**REQUIREMENT:** Pull out every line of the listing below that contains the string "positive".

»»

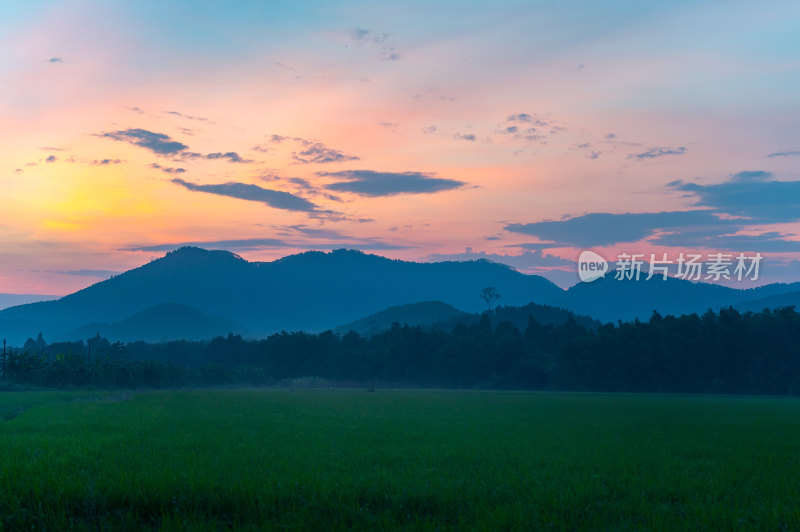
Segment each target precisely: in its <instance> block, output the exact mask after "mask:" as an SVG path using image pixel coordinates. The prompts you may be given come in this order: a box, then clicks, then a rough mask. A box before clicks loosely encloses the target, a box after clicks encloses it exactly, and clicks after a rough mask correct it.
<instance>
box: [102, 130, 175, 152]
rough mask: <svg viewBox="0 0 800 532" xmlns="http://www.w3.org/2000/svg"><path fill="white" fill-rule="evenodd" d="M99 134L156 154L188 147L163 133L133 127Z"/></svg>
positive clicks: (168, 135)
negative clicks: (121, 141) (141, 148)
mask: <svg viewBox="0 0 800 532" xmlns="http://www.w3.org/2000/svg"><path fill="white" fill-rule="evenodd" d="M99 136H101V137H106V138H110V139H113V140H118V141H122V142H128V143H130V144H133V145H135V146H139V147H141V148H145V149H147V150H150V151H152V152H153V153H155V154H156V155H175V154H177V153H180V152H182V151H184V150H186V149H187V148H188V146H187V145H186V144H183V143H182V142H178V141H176V140H172V138H171V137H170V136H169V135H165V134H164V133H154V132H153V131H148V130H146V129H140V128H133V129H124V130H120V131H109V132H105V133H100V134H99Z"/></svg>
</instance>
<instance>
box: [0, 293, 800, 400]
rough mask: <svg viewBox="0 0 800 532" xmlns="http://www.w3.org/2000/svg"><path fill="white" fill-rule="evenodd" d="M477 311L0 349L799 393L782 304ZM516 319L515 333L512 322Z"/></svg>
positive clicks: (38, 378) (527, 384)
mask: <svg viewBox="0 0 800 532" xmlns="http://www.w3.org/2000/svg"><path fill="white" fill-rule="evenodd" d="M494 312H497V311H487V312H484V313H483V315H482V316H481V318H480V320H477V321H476V322H475V323H472V324H457V325H456V326H455V327H453V328H452V330H440V329H438V328H436V327H434V328H422V327H410V326H407V325H399V324H396V323H395V324H394V325H393V326H392V327H391V328H389V329H388V330H386V331H384V332H381V333H379V334H376V335H373V336H369V337H366V336H360V335H359V334H357V333H355V332H352V331H351V332H349V333H347V334H343V335H340V334H336V333H333V332H332V331H326V332H322V333H319V334H310V333H305V332H281V333H277V334H273V335H272V336H269V337H267V338H265V339H260V340H249V339H244V338H242V337H241V336H239V335H233V334H230V335H228V336H227V337H222V336H220V337H217V338H214V339H213V340H210V341H207V342H195V341H169V342H161V343H145V342H132V343H126V344H123V343H120V342H117V343H111V342H109V341H108V340H106V339H104V338H101V337H99V336H96V337H94V338H92V339H89V340H88V341H77V342H60V343H50V344H48V343H47V342H46V340H45V339H44V338H43V337H42V336H41V335H39V337H38V338H36V339H33V338H31V339H29V340H28V341H27V342H26V343H25V344H24V346H23V347H22V348H16V349H10V348H9V349H8V350H6V352H4V354H3V364H2V379H3V382H4V383H5V385H6V386H8V385H29V386H36V387H101V388H116V387H124V388H137V387H146V388H162V387H187V386H188V387H194V386H220V385H250V386H281V385H283V386H295V385H304V386H307V385H320V386H347V387H362V386H363V387H368V388H370V389H374V388H375V387H378V388H380V387H422V388H434V387H435V388H456V389H524V390H582V391H609V392H611V391H613V392H670V393H724V394H772V395H798V394H800V314H798V313H797V311H796V310H795V309H794V307H787V308H783V309H779V310H764V311H762V312H759V313H753V312H747V313H740V312H739V311H737V310H734V309H732V308H724V309H721V310H720V311H719V312H713V311H711V310H709V311H708V312H706V313H705V314H703V315H697V314H691V315H683V316H680V317H674V316H661V315H660V314H658V313H657V312H654V313H653V315H652V316H651V318H650V319H649V320H648V321H639V320H636V321H633V322H618V323H616V324H611V323H609V324H605V325H597V326H587V325H586V324H581V323H578V322H577V321H576V320H574V319H572V318H570V319H568V320H566V322H564V323H562V324H560V325H542V324H540V323H539V322H537V321H536V320H534V319H533V318H532V317H529V318H528V323H527V326H526V327H524V328H519V327H517V326H515V325H513V324H512V323H511V322H510V321H497V320H492V317H493V313H494ZM523 329H524V330H523Z"/></svg>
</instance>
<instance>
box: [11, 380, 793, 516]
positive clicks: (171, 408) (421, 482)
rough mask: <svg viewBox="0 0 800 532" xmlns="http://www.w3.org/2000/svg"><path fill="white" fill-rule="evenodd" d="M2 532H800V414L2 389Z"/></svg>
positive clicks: (745, 404)
mask: <svg viewBox="0 0 800 532" xmlns="http://www.w3.org/2000/svg"><path fill="white" fill-rule="evenodd" d="M0 525H2V529H3V530H18V529H25V530H32V529H34V530H41V529H45V530H63V529H92V530H98V529H99V530H106V529H114V530H117V529H120V530H126V529H127V530H141V529H143V528H145V529H147V528H163V529H167V530H170V529H175V530H183V529H187V528H189V529H191V528H197V529H209V530H219V529H242V530H261V529H270V528H271V529H288V530H302V529H318V530H332V529H334V530H335V529H348V528H355V529H360V530H382V529H384V530H385V529H408V530H436V529H439V530H441V529H482V530H528V529H535V530H551V529H554V530H575V529H590V530H674V529H684V530H747V529H752V530H798V529H800V401H798V400H793V399H775V398H731V397H681V396H652V395H601V394H556V393H542V394H538V393H502V392H453V391H393V390H378V391H377V392H376V393H367V392H366V391H360V390H294V391H289V390H192V391H156V392H143V393H127V394H126V393H119V392H86V391H83V392H77V391H76V392H0Z"/></svg>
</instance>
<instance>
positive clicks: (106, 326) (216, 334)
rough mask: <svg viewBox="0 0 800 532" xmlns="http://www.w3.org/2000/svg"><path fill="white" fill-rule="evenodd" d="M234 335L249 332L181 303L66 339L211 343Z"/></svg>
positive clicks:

««

**TASK RESULT:**
positive clicks: (168, 135)
positive clicks: (38, 378) (527, 384)
positive clicks: (171, 408) (421, 482)
positive clicks: (745, 404)
positive clicks: (106, 326) (216, 334)
positive clicks:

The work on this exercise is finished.